WHAT THE TASK ASKS — Give the lines of the rows below as a JSON list of strings, one string per line, with blank lines left out and the pictures omitted.

(Stored data entries)
- - - -

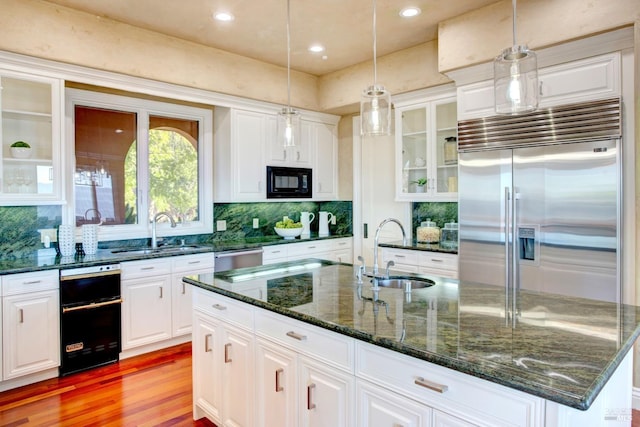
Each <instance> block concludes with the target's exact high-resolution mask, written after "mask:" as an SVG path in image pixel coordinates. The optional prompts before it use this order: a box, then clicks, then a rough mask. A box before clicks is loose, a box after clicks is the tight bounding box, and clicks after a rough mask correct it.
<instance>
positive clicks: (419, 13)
mask: <svg viewBox="0 0 640 427" xmlns="http://www.w3.org/2000/svg"><path fill="white" fill-rule="evenodd" d="M421 13H422V11H421V10H420V8H419V7H416V6H409V7H405V8H404V9H402V10H401V11H400V16H402V17H403V18H412V17H414V16H418V15H420V14H421Z"/></svg>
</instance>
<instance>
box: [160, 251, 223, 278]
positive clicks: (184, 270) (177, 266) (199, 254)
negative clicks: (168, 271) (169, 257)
mask: <svg viewBox="0 0 640 427" xmlns="http://www.w3.org/2000/svg"><path fill="white" fill-rule="evenodd" d="M213 265H214V258H213V253H206V254H196V255H184V256H177V257H172V258H171V268H172V271H173V272H174V273H182V272H185V273H188V272H190V271H195V270H204V269H208V268H211V269H212V268H213Z"/></svg>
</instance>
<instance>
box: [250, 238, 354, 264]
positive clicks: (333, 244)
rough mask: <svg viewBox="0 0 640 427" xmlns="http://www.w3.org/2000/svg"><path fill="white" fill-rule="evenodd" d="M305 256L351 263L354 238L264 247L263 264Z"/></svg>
mask: <svg viewBox="0 0 640 427" xmlns="http://www.w3.org/2000/svg"><path fill="white" fill-rule="evenodd" d="M304 258H319V259H327V260H330V261H337V262H344V263H347V264H351V263H352V262H353V238H352V237H343V238H335V239H325V240H310V241H297V242H296V243H284V244H281V245H270V246H264V247H263V253H262V264H263V265H267V264H274V263H277V262H284V261H293V260H297V259H304Z"/></svg>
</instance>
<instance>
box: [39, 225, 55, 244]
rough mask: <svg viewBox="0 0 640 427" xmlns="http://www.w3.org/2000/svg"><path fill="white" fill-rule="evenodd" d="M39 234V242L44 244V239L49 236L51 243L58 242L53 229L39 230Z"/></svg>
mask: <svg viewBox="0 0 640 427" xmlns="http://www.w3.org/2000/svg"><path fill="white" fill-rule="evenodd" d="M38 231H39V232H40V242H42V243H44V238H45V237H46V236H49V241H50V242H51V243H53V242H57V241H58V234H57V233H56V229H55V228H41V229H40V230H38Z"/></svg>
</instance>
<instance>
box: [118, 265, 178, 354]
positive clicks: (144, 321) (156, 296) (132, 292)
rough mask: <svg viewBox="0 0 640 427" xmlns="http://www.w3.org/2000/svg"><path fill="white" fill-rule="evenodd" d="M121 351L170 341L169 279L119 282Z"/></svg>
mask: <svg viewBox="0 0 640 427" xmlns="http://www.w3.org/2000/svg"><path fill="white" fill-rule="evenodd" d="M122 297H123V303H122V349H123V350H128V349H130V348H133V347H137V346H140V345H145V344H150V343H154V342H158V341H162V340H165V339H169V338H171V276H152V277H150V278H148V279H135V280H126V281H123V282H122Z"/></svg>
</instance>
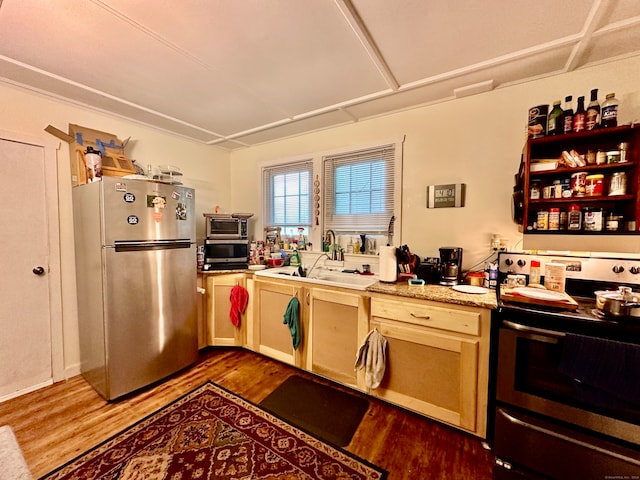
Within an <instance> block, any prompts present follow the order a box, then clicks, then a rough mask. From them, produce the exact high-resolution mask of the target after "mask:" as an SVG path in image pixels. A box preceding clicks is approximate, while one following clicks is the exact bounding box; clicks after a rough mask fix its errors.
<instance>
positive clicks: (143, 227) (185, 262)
mask: <svg viewBox="0 0 640 480" xmlns="http://www.w3.org/2000/svg"><path fill="white" fill-rule="evenodd" d="M194 203H195V194H194V190H193V189H191V188H186V187H183V186H179V185H170V184H166V183H160V182H154V181H150V180H149V181H147V180H137V179H136V180H133V179H124V178H118V177H106V176H105V177H102V180H101V181H98V182H93V183H89V184H86V185H80V186H77V187H74V188H73V211H74V230H75V251H76V277H77V291H78V321H79V333H80V356H81V371H82V375H83V376H84V378H85V379H86V380H87V381H88V382H89V383H90V384H91V385H92V386H93V387H94V388H95V389H96V391H97V392H98V393H99V394H100V395H102V396H103V397H104V398H106V399H107V400H113V399H115V398H118V397H120V396H122V395H125V394H127V393H130V392H132V391H134V390H137V389H139V388H141V387H144V386H146V385H149V384H151V383H154V382H156V381H157V380H160V379H163V378H165V377H167V376H169V375H170V374H172V373H174V372H176V371H178V370H180V369H182V368H184V367H186V366H188V365H190V364H191V363H193V362H195V360H196V359H197V357H198V338H197V326H196V315H197V306H196V295H197V292H196V288H197V287H196V281H197V279H196V277H197V272H196V263H197V262H196V246H195V207H194Z"/></svg>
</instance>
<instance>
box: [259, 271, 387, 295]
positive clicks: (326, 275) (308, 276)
mask: <svg viewBox="0 0 640 480" xmlns="http://www.w3.org/2000/svg"><path fill="white" fill-rule="evenodd" d="M255 274H256V275H257V276H260V277H271V278H289V279H290V280H297V281H300V282H304V283H313V284H317V285H328V286H332V287H341V288H350V289H353V290H366V289H367V287H369V286H370V285H373V284H374V283H376V282H377V281H378V278H377V277H376V276H374V275H358V274H354V273H343V272H338V271H334V270H326V269H321V268H317V269H315V270H314V271H313V272H311V275H310V276H308V277H301V276H300V274H299V273H298V268H297V267H279V268H267V269H266V270H259V271H257V272H256V273H255Z"/></svg>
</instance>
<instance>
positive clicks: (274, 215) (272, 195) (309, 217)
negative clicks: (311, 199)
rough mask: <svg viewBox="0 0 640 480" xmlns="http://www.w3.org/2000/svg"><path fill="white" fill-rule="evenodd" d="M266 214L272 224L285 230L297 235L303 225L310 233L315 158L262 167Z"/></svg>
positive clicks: (268, 219) (307, 233)
mask: <svg viewBox="0 0 640 480" xmlns="http://www.w3.org/2000/svg"><path fill="white" fill-rule="evenodd" d="M262 178H263V188H264V190H263V191H264V198H265V205H266V211H265V218H266V223H267V224H268V225H270V226H274V227H281V228H282V234H283V235H287V236H297V235H298V228H299V227H303V228H304V229H305V230H304V233H305V235H308V232H309V227H310V226H311V198H312V194H311V191H312V190H311V189H312V187H311V179H312V178H313V162H312V161H311V160H306V161H303V162H296V163H291V164H286V165H277V166H273V167H264V168H263V170H262Z"/></svg>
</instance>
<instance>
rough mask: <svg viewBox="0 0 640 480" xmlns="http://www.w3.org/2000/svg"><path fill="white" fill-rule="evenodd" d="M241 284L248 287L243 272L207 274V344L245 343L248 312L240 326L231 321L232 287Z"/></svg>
mask: <svg viewBox="0 0 640 480" xmlns="http://www.w3.org/2000/svg"><path fill="white" fill-rule="evenodd" d="M236 285H240V286H242V287H244V288H246V280H245V275H244V274H243V273H230V274H223V275H206V276H205V290H206V310H205V319H206V322H205V344H206V345H207V346H243V345H244V344H245V331H246V325H245V323H246V318H247V315H246V312H245V314H244V315H242V317H241V319H240V327H239V328H238V327H236V326H235V325H233V323H231V320H230V317H229V312H230V310H231V300H230V295H231V289H232V288H233V287H234V286H236Z"/></svg>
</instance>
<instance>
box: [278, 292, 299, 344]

- - - -

EXERCISE ANSWER —
[
  "Each <instance> block concludes with the target's exact high-resolution mask, written after \"mask:\" as an SVG path in image pixel coordinates. The optional prompts before it use this order: a box, then clicks, then a rough mask. A box before clicks is loose, a box after clicks is the tight bounding box, and clicks after a rough mask correct it.",
  "<instance>",
  "positive clicks: (419, 13)",
  "mask: <svg viewBox=\"0 0 640 427\" xmlns=\"http://www.w3.org/2000/svg\"><path fill=\"white\" fill-rule=\"evenodd\" d=\"M421 13H422V11H421V10H420V8H419V7H416V6H409V7H405V8H404V9H402V10H401V11H400V16H402V17H403V18H412V17H414V16H418V15H420V14H421Z\"/></svg>",
  "</instance>",
  "<instance>",
  "box: [160, 251, 223, 278]",
  "positive clicks: (184, 270) (177, 266) (199, 254)",
  "negative clicks: (168, 271) (169, 257)",
  "mask: <svg viewBox=\"0 0 640 427\" xmlns=\"http://www.w3.org/2000/svg\"><path fill=\"white\" fill-rule=\"evenodd\" d=\"M213 265H214V258H213V253H206V254H196V255H184V256H177V257H172V258H171V268H172V271H173V272H174V273H182V272H185V273H188V272H190V271H195V270H204V269H208V268H211V269H212V268H213Z\"/></svg>",
  "</instance>",
  "<instance>",
  "box: [250, 238, 354, 264]",
  "positive clicks: (333, 244)",
  "rough mask: <svg viewBox=\"0 0 640 427\" xmlns=\"http://www.w3.org/2000/svg\"><path fill=\"white\" fill-rule=\"evenodd\" d=\"M305 256L351 263L354 238L264 247L263 264Z\"/></svg>",
  "mask: <svg viewBox=\"0 0 640 427\" xmlns=\"http://www.w3.org/2000/svg\"><path fill=\"white\" fill-rule=\"evenodd\" d=\"M304 258H319V259H327V260H330V261H337V262H344V263H347V264H351V263H352V262H353V238H352V237H343V238H335V239H325V240H310V241H297V242H296V243H284V244H281V245H270V246H264V247H263V253H262V264H263V265H267V264H274V263H277V262H284V261H293V260H297V259H304Z\"/></svg>",
  "</instance>",
  "<instance>",
  "box: [39, 225, 55, 244]",
  "rough mask: <svg viewBox=\"0 0 640 427\" xmlns=\"http://www.w3.org/2000/svg\"><path fill=\"white\" fill-rule=\"evenodd\" d=\"M39 234V242L44 244V239L49 236L51 243L58 242L53 229L39 230Z\"/></svg>",
  "mask: <svg viewBox=\"0 0 640 427\" xmlns=\"http://www.w3.org/2000/svg\"><path fill=\"white\" fill-rule=\"evenodd\" d=\"M38 231H39V232H40V242H42V243H44V238H45V237H46V236H49V241H50V242H51V243H53V242H57V241H58V234H57V233H56V229H55V228H41V229H40V230H38Z\"/></svg>",
  "</instance>",
  "<instance>",
  "box: [118, 265, 178, 354]",
  "positive clicks: (144, 321) (156, 296) (132, 292)",
  "rough mask: <svg viewBox=\"0 0 640 427\" xmlns=\"http://www.w3.org/2000/svg\"><path fill=\"white\" fill-rule=\"evenodd\" d=\"M121 351L170 341L169 279L119 282Z\"/></svg>",
  "mask: <svg viewBox=\"0 0 640 427\" xmlns=\"http://www.w3.org/2000/svg\"><path fill=\"white\" fill-rule=\"evenodd\" d=\"M122 297H123V303H122V349H123V350H128V349H130V348H133V347H137V346H140V345H145V344H150V343H154V342H158V341H162V340H165V339H169V338H171V276H152V277H150V278H148V279H135V280H126V281H123V282H122Z\"/></svg>",
  "</instance>",
  "Within an <instance> block, any prompts present follow the order a box, then clicks, then a rough mask. From them, produce the exact high-resolution mask of the target after \"mask:\" as an SVG path in image pixels. A box preceding clicks is approximate, while one following clicks is the exact bounding box; clicks after a rough mask fix its errors.",
  "<instance>",
  "positive clicks: (143, 227) (185, 262)",
  "mask: <svg viewBox=\"0 0 640 480\" xmlns=\"http://www.w3.org/2000/svg\"><path fill=\"white\" fill-rule=\"evenodd\" d=\"M194 203H195V194H194V190H193V189H191V188H186V187H183V186H179V185H170V184H166V183H160V182H154V181H150V180H149V181H147V180H137V179H136V180H133V179H124V178H118V177H106V176H105V177H102V180H101V181H98V182H93V183H89V184H86V185H80V186H77V187H74V188H73V211H74V230H75V251H76V277H77V291H78V321H79V333H80V356H81V371H82V375H83V376H84V378H85V379H86V380H87V381H88V382H89V383H90V384H91V385H92V386H93V387H94V388H95V389H96V391H97V392H98V393H99V394H100V395H102V396H103V397H104V398H106V399H107V400H113V399H115V398H118V397H120V396H122V395H125V394H127V393H130V392H132V391H134V390H137V389H139V388H141V387H144V386H146V385H149V384H151V383H154V382H156V381H157V380H160V379H163V378H165V377H167V376H169V375H170V374H172V373H174V372H176V371H178V370H180V369H182V368H184V367H186V366H188V365H190V364H191V363H193V362H195V360H196V359H197V357H198V338H197V326H196V315H197V306H196V295H197V292H196V288H197V287H196V281H197V279H196V277H197V272H196V263H197V262H196V246H195V207H194Z\"/></svg>",
  "</instance>",
  "<instance>",
  "box: [259, 271, 387, 295]",
  "positive clicks: (326, 275) (308, 276)",
  "mask: <svg viewBox=\"0 0 640 480\" xmlns=\"http://www.w3.org/2000/svg\"><path fill=\"white\" fill-rule=\"evenodd\" d=\"M255 274H256V275H257V276H260V277H271V278H289V279H290V280H297V281H300V282H304V283H313V284H317V285H328V286H332V287H341V288H350V289H353V290H366V289H367V287H369V286H370V285H373V284H374V283H376V282H377V281H378V278H377V277H376V276H374V275H358V274H354V273H343V272H338V271H334V270H326V269H321V268H317V269H315V270H314V271H313V272H311V275H310V276H308V277H301V276H300V274H299V273H298V268H297V267H279V268H267V269H266V270H259V271H257V272H256V273H255Z\"/></svg>",
  "</instance>",
  "<instance>",
  "positive clicks: (274, 215) (272, 195) (309, 217)",
  "negative clicks: (311, 199)",
  "rough mask: <svg viewBox=\"0 0 640 480\" xmlns=\"http://www.w3.org/2000/svg\"><path fill=\"white\" fill-rule=\"evenodd\" d=\"M266 214L272 224L285 230L297 235L303 225L310 233L315 158L262 167Z\"/></svg>",
  "positive clicks: (268, 219) (307, 233)",
  "mask: <svg viewBox=\"0 0 640 480\" xmlns=\"http://www.w3.org/2000/svg\"><path fill=\"white\" fill-rule=\"evenodd\" d=\"M262 178H263V188H264V190H263V191H264V198H265V205H266V211H265V218H266V223H267V224H268V225H270V226H274V227H281V228H282V234H283V235H287V236H297V235H298V228H299V227H303V228H304V229H305V230H304V233H305V235H308V232H309V227H310V226H311V198H312V194H311V191H312V190H311V189H312V187H311V179H312V178H313V162H312V161H311V160H306V161H303V162H296V163H291V164H286V165H277V166H273V167H264V168H263V170H262Z\"/></svg>",
  "</instance>",
  "<instance>",
  "rough mask: <svg viewBox=\"0 0 640 480\" xmlns=\"http://www.w3.org/2000/svg\"><path fill=\"white\" fill-rule=\"evenodd\" d=\"M241 284L248 287L243 272L207 274V344L245 343L248 312L240 326L231 321L232 287Z\"/></svg>",
  "mask: <svg viewBox=\"0 0 640 480\" xmlns=\"http://www.w3.org/2000/svg\"><path fill=\"white\" fill-rule=\"evenodd\" d=\"M236 285H240V286H242V287H244V288H246V280H245V275H244V274H243V273H230V274H223V275H206V276H205V290H206V310H205V319H206V322H205V344H206V345H207V346H243V345H244V344H245V331H246V325H245V323H246V318H247V315H246V312H245V314H244V315H242V317H241V319H240V327H239V328H238V327H236V326H235V325H233V323H231V320H230V317H229V312H230V310H231V300H230V295H231V289H232V288H233V287H234V286H236Z\"/></svg>",
  "</instance>",
  "<instance>",
  "box: [278, 292, 299, 344]"
]